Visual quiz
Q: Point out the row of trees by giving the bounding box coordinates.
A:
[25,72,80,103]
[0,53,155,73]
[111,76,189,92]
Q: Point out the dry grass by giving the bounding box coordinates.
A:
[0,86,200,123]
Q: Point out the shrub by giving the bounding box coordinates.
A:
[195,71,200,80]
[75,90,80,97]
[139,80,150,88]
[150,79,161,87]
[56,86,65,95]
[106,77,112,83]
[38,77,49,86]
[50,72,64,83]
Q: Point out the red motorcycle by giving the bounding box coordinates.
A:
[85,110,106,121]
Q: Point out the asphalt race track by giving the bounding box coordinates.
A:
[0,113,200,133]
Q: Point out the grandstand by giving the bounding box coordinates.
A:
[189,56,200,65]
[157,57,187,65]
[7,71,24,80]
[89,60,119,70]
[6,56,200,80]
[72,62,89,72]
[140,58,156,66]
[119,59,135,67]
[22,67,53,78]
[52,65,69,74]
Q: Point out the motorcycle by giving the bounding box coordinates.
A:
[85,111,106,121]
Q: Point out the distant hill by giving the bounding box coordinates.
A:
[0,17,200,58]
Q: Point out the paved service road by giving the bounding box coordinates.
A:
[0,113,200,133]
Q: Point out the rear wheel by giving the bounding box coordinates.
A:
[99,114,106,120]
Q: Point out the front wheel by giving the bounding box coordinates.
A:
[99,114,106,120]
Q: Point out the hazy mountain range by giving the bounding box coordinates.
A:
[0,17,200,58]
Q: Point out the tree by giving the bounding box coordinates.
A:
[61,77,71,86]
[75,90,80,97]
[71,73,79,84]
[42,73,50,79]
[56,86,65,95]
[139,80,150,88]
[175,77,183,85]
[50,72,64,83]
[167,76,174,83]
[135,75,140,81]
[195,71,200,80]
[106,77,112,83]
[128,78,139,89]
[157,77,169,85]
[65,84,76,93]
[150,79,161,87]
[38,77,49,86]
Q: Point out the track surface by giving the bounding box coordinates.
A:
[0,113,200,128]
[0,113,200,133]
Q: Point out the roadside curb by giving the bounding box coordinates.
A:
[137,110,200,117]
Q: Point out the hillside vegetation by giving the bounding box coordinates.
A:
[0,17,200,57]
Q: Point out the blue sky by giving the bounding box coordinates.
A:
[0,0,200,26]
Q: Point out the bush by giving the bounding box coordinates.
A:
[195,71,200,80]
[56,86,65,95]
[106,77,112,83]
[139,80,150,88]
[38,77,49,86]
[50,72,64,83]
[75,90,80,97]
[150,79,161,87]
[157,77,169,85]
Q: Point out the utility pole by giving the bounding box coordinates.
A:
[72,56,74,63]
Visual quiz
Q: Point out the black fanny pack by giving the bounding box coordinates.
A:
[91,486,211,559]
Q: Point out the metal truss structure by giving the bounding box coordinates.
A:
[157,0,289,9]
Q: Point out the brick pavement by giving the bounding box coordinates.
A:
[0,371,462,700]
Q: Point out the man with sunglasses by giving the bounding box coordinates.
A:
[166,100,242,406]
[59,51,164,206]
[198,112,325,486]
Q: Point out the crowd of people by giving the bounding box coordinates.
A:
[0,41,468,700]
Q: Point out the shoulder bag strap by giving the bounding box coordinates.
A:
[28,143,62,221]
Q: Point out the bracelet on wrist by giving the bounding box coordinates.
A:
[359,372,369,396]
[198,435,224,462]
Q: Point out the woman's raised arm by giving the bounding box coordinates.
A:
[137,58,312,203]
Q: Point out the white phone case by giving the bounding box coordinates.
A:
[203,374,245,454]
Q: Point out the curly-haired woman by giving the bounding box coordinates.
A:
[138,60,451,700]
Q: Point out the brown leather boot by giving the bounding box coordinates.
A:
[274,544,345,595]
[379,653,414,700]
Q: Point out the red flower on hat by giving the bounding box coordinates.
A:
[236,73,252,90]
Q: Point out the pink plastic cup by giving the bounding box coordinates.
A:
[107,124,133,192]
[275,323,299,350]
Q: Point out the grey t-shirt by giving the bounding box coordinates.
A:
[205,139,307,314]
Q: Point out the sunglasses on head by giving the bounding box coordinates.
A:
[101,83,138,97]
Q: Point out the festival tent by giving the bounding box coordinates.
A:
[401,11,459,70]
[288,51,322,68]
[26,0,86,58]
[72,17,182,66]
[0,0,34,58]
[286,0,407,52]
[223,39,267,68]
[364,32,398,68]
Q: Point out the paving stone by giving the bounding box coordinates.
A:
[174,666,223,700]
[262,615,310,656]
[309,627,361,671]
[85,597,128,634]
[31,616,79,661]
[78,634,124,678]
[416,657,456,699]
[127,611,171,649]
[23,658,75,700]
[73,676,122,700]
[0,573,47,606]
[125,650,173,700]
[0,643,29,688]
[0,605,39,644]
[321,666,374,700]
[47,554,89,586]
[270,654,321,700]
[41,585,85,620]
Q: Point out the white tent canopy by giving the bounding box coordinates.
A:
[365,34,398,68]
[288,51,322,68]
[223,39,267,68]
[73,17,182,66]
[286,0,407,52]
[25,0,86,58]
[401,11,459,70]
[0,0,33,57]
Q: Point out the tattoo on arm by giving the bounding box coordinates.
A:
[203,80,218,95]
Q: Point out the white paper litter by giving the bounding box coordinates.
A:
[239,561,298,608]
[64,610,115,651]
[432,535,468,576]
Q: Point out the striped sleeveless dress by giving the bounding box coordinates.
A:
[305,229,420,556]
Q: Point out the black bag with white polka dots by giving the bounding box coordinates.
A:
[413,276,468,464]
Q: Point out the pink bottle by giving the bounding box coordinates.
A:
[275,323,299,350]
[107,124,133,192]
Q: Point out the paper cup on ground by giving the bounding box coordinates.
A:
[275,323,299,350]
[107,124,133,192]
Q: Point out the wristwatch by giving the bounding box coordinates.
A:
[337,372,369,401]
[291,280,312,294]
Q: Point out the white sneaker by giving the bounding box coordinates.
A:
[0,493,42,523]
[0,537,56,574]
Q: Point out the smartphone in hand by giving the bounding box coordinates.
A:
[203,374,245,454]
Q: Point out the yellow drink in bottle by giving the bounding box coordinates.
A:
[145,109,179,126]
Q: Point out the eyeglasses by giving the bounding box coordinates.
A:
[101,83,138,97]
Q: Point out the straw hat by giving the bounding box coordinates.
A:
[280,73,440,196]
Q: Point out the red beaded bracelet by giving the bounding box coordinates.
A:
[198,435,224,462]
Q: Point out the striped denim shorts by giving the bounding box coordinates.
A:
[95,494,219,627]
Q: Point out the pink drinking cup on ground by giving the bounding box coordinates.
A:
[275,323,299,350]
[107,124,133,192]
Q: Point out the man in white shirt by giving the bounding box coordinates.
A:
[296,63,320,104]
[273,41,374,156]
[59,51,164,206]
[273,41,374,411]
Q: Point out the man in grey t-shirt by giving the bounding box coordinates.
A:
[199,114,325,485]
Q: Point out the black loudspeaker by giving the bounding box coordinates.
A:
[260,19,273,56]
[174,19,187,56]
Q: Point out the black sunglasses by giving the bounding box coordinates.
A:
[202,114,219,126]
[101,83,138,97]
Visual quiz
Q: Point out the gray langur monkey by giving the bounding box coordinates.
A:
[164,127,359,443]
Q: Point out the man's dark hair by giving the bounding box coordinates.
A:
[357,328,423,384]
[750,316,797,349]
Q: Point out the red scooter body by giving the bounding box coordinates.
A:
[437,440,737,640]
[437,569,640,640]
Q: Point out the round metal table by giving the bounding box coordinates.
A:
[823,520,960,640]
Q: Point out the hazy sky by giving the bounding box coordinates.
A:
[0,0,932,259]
::::
Can you reproduce every entry above, substituting "Locate" for each occurrence of "Point out" and leaving the rest untouched?

§ Complete output:
Visual quiz
Q: Locate the row of trees by giving the bounding box coordinates.
A:
[25,72,80,103]
[0,53,155,73]
[111,76,189,92]
Q: Locate the dry grass by giving the bounding box coordinates.
A:
[0,86,200,123]
Q: Locate the shrub by giving the bounding box coordinates.
A:
[195,71,200,80]
[75,90,80,97]
[139,80,150,88]
[150,79,161,87]
[56,86,65,95]
[106,77,112,83]
[38,77,49,86]
[50,72,64,83]
Q: Locate the red motorcycle by giving the bounding box coordinates.
A:
[85,110,106,121]
Q: Locate the asphalt race track by giving the bounding box coordinates.
A:
[0,113,200,133]
Q: Locate the grandstand by giving the bounding box coordinates.
A:
[189,56,200,65]
[157,57,187,65]
[7,71,24,80]
[89,60,119,70]
[6,56,200,80]
[72,62,89,72]
[140,58,156,66]
[119,59,135,67]
[22,67,53,78]
[52,65,69,74]
Q: Locate the motorcycle by giving the bounding box coordinates.
A:
[85,111,106,121]
Q: Locate the distant hill by giving the bounding box coordinates.
A:
[0,17,200,58]
Q: Locate the paved service road by giving the bounding box coordinates.
A:
[0,113,200,133]
Q: Locate the rear wheel by giving the bounding box coordinates.
A:
[99,114,106,120]
Q: Locate the front wheel by giving the bounding box coordinates.
A:
[99,114,106,120]
Q: Locate the hazy mountain range by giving the bounding box coordinates.
A:
[0,17,200,58]
Q: Locate the tree by giving the bounding box coordinates.
A:
[61,77,71,86]
[75,90,80,97]
[71,73,79,84]
[42,73,50,79]
[56,86,65,95]
[139,80,150,88]
[175,77,183,85]
[50,72,64,83]
[167,76,174,83]
[135,75,140,81]
[195,71,200,80]
[106,77,112,83]
[128,78,139,89]
[157,77,169,85]
[65,84,76,93]
[150,79,161,87]
[38,77,49,86]
Q: Locate the track surface by giving the bounding box coordinates.
A:
[0,113,200,128]
[0,113,200,133]
Q: Locate the roadside curb by giving the bounding box coordinates.
A:
[137,110,200,117]
Q: Locate the hillside vegetation by giving the bounding box coordinates.
A:
[0,17,200,57]
Q: Locate the blue sky by giving the bounding box coordinates.
A:
[0,0,200,26]
Q: Locate the bush by giving the bounding box coordinates.
A:
[195,71,200,80]
[56,86,65,95]
[106,77,112,83]
[139,80,150,88]
[38,77,49,86]
[50,72,64,83]
[75,90,80,97]
[150,79,161,87]
[157,77,169,85]
Q: Locate the utility pole by giving the bounding box coordinates.
A:
[72,56,74,63]
Visual quiz
Q: Locate the black fanny pack by giving the bounding box coordinates.
A:
[91,486,211,559]
Q: Locate the metal truss structure by giving the bounding box coordinates.
A:
[157,0,289,9]
Q: Locate the brick pavement by giving the bounding box coordinates.
A:
[0,371,462,700]
Q: Locate the man with sunglasses by giving the bounding box coordinates.
A:
[166,100,242,406]
[59,51,164,206]
[198,112,325,486]
Q: Locate the crowd of people by giving the bounding box coordinates.
A:
[0,41,468,700]
Q: Locate the shoulder bag strap by giving the bounding box coordinates.
A:
[28,143,62,221]
Q: Locate the bracelet on wrist by giving the bounding box coordinates.
A:
[359,372,369,396]
[198,435,224,462]
Q: Locate the woman's raised arm by giving the bounding box coordinates.
A:
[137,58,312,203]
Q: Locate the white phone case by giving the bounding box coordinates.
A:
[203,374,245,454]
Q: Locate the curly-haired woman by giving the bounding box coordinates.
A:
[138,60,451,700]
Q: Locate the brown leather boot by giving the bounding box coordinates.
A:
[274,544,345,595]
[379,653,414,700]
Q: Locate the red flower on hat by giving the bounding box coordinates.
A:
[236,73,252,90]
Q: Locate the pink plastic cup by giving the bounding box coordinates.
A:
[107,124,133,192]
[275,323,299,350]
Q: Locate the grey t-shirt by giving the bounding box coordinates.
A:
[205,139,307,314]
Q: Locate the sunglasses on head by giving the bounding box coordinates.
A:
[101,83,138,97]
Q: Locate the festival tent by giving the bounding box coordinates.
A:
[401,11,459,70]
[288,51,322,68]
[26,0,86,58]
[72,17,182,66]
[0,0,34,58]
[286,0,407,52]
[223,39,267,68]
[364,32,398,68]
Q: Locate the paving stone by giving the bounding box coordinates.
A:
[174,666,223,700]
[262,615,310,656]
[309,627,361,671]
[85,597,128,634]
[31,616,79,661]
[78,634,124,678]
[416,657,456,699]
[127,611,171,649]
[23,658,75,700]
[73,676,122,700]
[0,573,47,606]
[125,650,173,700]
[0,643,29,688]
[0,605,39,644]
[321,666,374,700]
[47,554,89,586]
[270,654,321,700]
[41,585,85,620]
Q: Locate the white tent canopy by giving the bounding box coordinates.
A:
[365,34,398,68]
[288,51,322,68]
[223,39,267,68]
[73,17,182,66]
[286,0,407,52]
[25,0,86,58]
[401,11,459,70]
[0,0,33,57]
Q: Locate the tattoo on arm by giving the bounding box coordinates.
A:
[203,80,218,95]
Q: Locate the white paper litter by giving the bounding box coordinates.
A:
[239,561,298,608]
[64,610,115,651]
[432,535,468,576]
Q: Locate the striped sleeveless dress by giving the bounding box coordinates.
A:
[305,229,420,556]
Q: Locate the black bag with white polka dots by giving the bounding box coordinates.
A:
[413,276,468,464]
Q: Locate the pink bottle by giving the bounding box coordinates.
A:
[275,323,299,350]
[107,124,133,192]
Q: Locate the paper cup on ground by giving the bounding box coordinates.
A:
[275,323,299,350]
[107,124,133,192]
Q: Locate the wristwatch by giving the bounding box coordinates.
A:
[337,372,369,401]
[291,280,312,294]
Q: Locate the white sneaker by giving the bounding box coordinates.
A:
[0,493,42,523]
[0,537,56,574]
Q: Locate the smartphone in hand by giving the bounding box coordinates.
A:
[203,374,245,454]
Q: Locate the yellow drink in bottle by giving the bounding box coordinates.
A:
[145,109,179,126]
Q: Locate the eyeglasses by giving the bounding box coordinates.
A:
[101,83,138,97]
Q: Locate the straw hat by giving the bounding box coordinates.
A:
[280,73,440,196]
Q: Locate the red beaded bracelet by giving the bounding box coordinates.
A:
[198,435,224,462]
Q: Locate the striped denim shorts by giving the bounding box coordinates.
A:
[95,494,219,627]
Q: Locate the pink drinking cup on ground by giving the bounding box coordinates.
A:
[275,323,299,350]
[107,124,133,192]
Q: Locate the man in white shirt by giving the bounding box coordinates.
A:
[296,63,320,104]
[273,41,374,156]
[59,51,164,206]
[273,41,374,411]
Q: Locate the man in grey t-shirt by giving the bounding box coordinates.
A:
[199,114,325,485]
Q: Locate the black loudspeaker by giving the bounding box coordinates.
A:
[260,19,273,56]
[174,19,187,56]
Q: Locate the black sunglasses by giving the bounding box coordinates.
A:
[202,114,219,126]
[101,83,138,97]
Visual quiz
Q: Locate the gray langur monkey by giving the bounding box coordinates.
A:
[164,127,359,443]
Q: Locate the man's dark hair by giving the bounding box coordinates.
A:
[357,328,423,384]
[750,316,797,349]
Q: Locate the red scooter body by giving the bounding box coordinates.
A:
[437,440,737,640]
[437,569,640,640]
Q: Locate the round metal table by giving the bounding box coordinates.
A:
[823,520,960,640]
Q: Locate the hazy sky by giving the bounding box coordinates.
A:
[0,0,932,259]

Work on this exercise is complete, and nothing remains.